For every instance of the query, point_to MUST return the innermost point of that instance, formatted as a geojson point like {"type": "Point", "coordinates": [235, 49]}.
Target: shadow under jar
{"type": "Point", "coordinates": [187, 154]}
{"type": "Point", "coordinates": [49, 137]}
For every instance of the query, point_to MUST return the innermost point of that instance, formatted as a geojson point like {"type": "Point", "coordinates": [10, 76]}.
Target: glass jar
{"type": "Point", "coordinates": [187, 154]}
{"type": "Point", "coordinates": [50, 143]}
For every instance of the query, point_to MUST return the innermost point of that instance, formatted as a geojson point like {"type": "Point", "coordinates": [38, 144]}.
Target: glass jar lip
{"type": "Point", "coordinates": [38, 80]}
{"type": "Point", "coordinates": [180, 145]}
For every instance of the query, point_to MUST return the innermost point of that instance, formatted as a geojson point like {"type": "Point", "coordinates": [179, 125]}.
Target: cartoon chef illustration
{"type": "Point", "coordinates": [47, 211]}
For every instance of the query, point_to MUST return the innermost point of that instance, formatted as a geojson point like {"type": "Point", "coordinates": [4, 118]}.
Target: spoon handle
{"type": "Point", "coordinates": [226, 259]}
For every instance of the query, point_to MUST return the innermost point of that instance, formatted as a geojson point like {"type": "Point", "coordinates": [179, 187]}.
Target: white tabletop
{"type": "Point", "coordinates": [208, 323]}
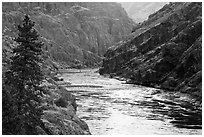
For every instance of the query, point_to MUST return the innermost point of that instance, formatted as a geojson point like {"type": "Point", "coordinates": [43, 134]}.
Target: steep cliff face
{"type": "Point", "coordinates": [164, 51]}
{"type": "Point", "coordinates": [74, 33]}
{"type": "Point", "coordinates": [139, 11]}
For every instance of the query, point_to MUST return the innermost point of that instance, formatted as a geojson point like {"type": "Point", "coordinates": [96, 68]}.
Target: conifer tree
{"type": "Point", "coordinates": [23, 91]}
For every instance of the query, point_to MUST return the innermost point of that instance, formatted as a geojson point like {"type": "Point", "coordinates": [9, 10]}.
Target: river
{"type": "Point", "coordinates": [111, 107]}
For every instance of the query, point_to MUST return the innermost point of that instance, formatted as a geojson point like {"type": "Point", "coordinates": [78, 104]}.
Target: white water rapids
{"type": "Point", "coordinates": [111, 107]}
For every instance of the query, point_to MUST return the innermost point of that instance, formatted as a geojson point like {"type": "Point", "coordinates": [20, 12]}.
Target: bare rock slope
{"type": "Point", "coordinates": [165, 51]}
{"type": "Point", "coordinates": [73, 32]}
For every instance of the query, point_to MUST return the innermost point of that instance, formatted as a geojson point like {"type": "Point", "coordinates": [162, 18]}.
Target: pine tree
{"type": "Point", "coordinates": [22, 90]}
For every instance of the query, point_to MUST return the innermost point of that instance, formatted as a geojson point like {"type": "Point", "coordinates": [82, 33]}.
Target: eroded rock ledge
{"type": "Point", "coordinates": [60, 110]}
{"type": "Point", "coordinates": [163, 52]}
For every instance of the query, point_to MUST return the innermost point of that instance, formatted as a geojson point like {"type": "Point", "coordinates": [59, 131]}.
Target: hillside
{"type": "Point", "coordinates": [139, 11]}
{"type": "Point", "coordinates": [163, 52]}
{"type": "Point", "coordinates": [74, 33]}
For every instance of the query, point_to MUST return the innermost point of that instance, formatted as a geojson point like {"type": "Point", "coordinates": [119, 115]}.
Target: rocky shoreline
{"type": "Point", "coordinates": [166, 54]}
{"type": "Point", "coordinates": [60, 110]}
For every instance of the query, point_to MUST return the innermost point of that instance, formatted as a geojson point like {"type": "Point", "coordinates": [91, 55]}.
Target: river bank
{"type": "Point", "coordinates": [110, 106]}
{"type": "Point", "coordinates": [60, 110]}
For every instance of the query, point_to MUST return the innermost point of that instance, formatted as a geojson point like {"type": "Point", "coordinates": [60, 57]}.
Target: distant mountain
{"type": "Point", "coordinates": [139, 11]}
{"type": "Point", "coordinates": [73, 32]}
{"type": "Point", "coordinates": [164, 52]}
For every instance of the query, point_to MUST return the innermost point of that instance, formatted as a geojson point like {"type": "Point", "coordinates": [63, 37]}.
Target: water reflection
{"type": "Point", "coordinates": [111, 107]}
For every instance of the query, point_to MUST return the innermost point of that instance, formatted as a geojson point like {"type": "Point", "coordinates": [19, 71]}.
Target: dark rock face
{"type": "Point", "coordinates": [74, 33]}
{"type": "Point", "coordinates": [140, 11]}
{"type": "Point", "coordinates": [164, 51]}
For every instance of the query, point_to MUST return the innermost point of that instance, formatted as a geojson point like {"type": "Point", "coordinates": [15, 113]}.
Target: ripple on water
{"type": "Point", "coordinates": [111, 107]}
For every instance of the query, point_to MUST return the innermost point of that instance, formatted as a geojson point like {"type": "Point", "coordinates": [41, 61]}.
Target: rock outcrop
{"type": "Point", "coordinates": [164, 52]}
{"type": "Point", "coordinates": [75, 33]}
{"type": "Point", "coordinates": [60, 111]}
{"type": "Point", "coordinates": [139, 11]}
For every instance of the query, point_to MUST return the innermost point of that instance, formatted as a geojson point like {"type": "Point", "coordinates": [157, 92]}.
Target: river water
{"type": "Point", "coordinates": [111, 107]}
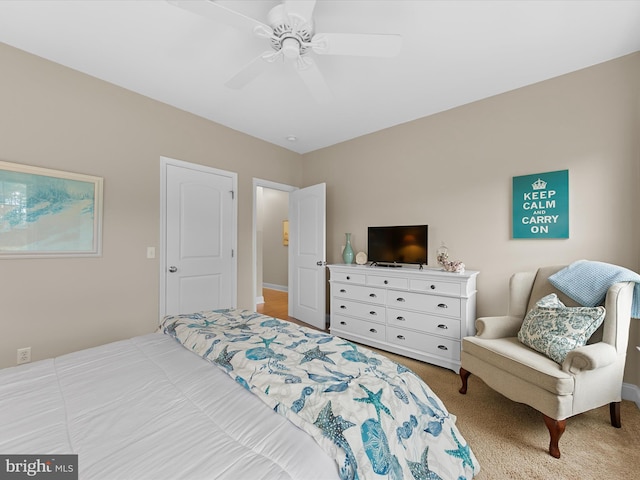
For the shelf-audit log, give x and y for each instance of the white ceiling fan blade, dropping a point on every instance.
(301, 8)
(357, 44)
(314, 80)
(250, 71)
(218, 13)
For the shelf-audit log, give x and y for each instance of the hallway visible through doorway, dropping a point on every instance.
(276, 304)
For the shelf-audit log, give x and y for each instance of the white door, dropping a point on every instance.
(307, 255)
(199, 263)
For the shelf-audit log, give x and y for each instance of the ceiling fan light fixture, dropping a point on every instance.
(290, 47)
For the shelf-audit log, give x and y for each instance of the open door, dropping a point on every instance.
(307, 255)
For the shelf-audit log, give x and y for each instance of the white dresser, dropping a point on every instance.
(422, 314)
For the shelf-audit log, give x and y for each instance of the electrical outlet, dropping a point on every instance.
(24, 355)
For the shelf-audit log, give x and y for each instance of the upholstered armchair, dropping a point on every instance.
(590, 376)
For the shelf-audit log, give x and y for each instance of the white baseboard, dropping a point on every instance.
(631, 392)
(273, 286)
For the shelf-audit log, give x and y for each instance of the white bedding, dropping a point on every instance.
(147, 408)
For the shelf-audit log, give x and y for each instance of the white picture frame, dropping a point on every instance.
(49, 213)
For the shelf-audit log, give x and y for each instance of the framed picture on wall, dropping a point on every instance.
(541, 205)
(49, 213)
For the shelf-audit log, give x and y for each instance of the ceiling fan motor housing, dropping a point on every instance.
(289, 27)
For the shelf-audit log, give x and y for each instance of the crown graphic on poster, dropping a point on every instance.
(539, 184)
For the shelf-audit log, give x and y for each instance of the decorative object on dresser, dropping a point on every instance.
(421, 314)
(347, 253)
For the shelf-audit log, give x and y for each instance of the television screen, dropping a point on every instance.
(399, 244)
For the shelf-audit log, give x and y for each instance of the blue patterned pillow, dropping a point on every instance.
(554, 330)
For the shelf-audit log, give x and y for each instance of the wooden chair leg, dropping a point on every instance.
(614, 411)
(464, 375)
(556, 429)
====
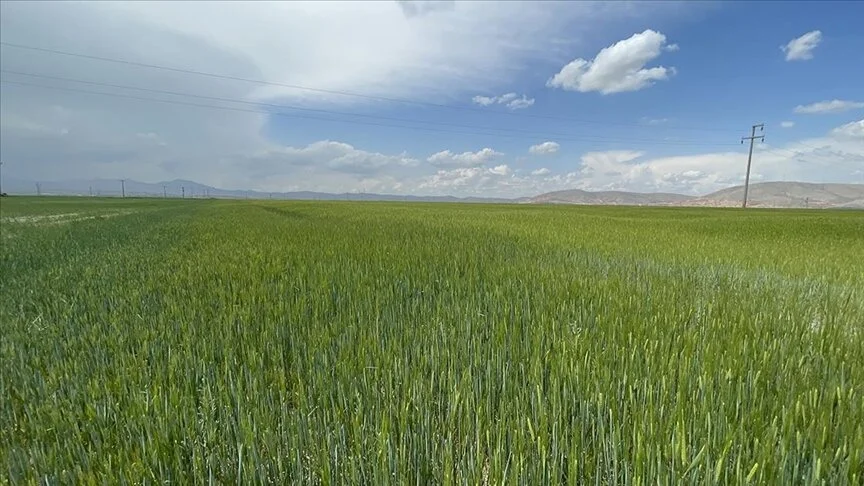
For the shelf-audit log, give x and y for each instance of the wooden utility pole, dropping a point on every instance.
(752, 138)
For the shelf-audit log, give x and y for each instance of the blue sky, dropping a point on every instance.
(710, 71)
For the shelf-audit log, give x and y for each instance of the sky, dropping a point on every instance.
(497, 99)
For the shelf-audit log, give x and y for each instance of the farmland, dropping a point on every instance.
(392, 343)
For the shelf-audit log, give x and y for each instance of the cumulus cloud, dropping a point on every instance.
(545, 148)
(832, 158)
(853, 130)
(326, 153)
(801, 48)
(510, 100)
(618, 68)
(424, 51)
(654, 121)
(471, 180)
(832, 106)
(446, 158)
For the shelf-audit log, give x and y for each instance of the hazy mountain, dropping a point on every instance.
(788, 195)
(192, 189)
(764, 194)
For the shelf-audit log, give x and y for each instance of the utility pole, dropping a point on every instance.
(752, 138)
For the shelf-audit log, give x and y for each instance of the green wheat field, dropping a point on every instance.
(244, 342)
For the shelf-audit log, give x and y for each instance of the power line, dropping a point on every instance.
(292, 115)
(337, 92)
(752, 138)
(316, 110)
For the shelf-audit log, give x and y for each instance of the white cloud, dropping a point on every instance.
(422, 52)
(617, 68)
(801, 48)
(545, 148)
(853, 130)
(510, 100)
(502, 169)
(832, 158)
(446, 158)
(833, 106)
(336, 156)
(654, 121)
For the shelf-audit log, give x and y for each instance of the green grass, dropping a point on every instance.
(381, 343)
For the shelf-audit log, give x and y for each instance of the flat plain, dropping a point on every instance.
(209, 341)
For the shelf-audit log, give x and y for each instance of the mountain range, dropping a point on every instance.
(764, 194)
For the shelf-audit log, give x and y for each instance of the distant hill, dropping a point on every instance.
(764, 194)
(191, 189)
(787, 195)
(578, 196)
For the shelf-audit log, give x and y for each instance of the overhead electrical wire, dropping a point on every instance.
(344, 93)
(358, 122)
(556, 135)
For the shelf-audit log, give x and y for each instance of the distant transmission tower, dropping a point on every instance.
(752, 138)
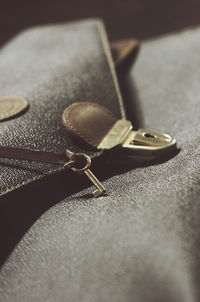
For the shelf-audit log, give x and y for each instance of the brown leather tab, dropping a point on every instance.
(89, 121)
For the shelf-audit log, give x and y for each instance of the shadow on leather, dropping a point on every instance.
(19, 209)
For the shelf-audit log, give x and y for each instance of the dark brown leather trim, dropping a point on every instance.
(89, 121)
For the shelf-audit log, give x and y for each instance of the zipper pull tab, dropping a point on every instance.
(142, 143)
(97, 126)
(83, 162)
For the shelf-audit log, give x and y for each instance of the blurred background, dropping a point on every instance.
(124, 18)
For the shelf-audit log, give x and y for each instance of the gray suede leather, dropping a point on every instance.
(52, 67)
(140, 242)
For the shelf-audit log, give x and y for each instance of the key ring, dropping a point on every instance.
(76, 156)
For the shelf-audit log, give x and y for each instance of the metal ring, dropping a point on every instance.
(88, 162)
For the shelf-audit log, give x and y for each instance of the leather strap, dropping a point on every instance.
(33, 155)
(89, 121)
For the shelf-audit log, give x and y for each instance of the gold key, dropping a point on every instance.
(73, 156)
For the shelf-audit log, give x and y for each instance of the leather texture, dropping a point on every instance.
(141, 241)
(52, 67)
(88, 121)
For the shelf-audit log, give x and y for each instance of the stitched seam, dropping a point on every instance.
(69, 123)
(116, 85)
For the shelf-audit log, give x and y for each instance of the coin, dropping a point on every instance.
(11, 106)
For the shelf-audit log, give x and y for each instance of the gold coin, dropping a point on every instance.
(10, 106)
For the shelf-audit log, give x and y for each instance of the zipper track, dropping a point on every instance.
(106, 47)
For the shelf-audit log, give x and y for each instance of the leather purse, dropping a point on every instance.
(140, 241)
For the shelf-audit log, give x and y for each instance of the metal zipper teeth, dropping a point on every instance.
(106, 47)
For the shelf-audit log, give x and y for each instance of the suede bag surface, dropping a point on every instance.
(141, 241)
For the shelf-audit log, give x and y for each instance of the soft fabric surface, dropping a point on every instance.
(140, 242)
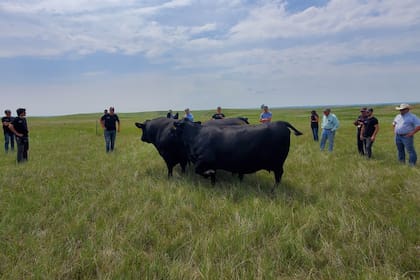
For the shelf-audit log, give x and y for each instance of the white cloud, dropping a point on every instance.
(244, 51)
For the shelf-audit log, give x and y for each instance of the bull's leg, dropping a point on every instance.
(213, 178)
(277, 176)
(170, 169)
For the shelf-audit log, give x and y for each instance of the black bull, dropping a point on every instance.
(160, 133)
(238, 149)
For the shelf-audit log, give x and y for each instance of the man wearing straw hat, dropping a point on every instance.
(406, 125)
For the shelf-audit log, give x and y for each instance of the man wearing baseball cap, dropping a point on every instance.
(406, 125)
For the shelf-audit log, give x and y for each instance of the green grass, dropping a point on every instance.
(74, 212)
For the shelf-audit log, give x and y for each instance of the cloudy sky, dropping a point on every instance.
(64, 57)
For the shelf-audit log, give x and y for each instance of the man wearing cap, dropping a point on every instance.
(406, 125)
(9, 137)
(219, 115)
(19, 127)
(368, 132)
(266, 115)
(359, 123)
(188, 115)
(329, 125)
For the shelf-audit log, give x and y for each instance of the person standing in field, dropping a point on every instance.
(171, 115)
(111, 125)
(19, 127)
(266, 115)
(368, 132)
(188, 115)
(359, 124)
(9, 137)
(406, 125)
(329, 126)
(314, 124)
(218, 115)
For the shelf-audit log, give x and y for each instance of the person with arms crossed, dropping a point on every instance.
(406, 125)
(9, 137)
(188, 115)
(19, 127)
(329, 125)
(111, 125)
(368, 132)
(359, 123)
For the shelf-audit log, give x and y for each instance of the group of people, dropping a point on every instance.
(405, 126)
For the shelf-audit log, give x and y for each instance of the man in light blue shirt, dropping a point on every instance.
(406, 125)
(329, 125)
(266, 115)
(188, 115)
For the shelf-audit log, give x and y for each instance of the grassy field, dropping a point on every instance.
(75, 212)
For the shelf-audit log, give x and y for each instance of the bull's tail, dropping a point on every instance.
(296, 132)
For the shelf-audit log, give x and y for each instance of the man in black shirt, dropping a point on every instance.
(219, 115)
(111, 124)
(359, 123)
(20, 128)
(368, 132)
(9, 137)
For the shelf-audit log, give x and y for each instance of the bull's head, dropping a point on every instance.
====
◆ **TASK GOAL**
Locate every line in the entries that contains the word "picture" and copy each one in full. Matching is case-sensitive.

◆ **ANSWER TO THE TASK**
For the shelf-audit log, give x and y for each instance of the white picture frame, dropping a point on every instance.
For the shelf-audit log, give x and y for each instance of the framed picture on wall, dropping a point on every instance.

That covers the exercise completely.